__ABOUT THIS EXERCISE__.
From the entries below, output the line with "This quickstart shows" and each following line up to and including the line with "Outline every instance of the rising steam.", exactly as written.

***

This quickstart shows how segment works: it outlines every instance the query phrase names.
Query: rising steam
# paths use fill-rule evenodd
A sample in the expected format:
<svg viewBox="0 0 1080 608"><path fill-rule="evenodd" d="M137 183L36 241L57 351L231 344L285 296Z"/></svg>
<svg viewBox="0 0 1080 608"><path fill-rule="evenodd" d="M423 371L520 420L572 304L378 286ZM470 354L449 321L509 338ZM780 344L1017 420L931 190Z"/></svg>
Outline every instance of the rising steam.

***

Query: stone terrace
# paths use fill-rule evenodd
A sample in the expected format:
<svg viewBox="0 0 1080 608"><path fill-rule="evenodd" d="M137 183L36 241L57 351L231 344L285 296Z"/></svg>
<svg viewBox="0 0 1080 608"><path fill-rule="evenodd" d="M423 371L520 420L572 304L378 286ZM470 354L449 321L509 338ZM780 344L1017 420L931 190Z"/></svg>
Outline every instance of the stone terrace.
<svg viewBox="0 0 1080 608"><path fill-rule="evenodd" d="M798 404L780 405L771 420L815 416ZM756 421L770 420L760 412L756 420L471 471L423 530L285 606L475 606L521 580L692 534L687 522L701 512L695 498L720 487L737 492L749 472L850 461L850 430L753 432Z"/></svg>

***

__EXERCISE OUTPUT__.
This quickstart shows how segment works: it outlines every instance the query phrase names.
Query: rising steam
# paths use fill-rule evenodd
A sample in the expected format:
<svg viewBox="0 0 1080 608"><path fill-rule="evenodd" d="M137 183L36 241L57 351L231 344L285 296Z"/></svg>
<svg viewBox="0 0 1080 608"><path fill-rule="evenodd" d="M423 371L520 420L572 304L378 286ZM470 354L449 321L509 338ZM780 344L1017 420L931 190Z"/></svg>
Outline every instance of the rising steam.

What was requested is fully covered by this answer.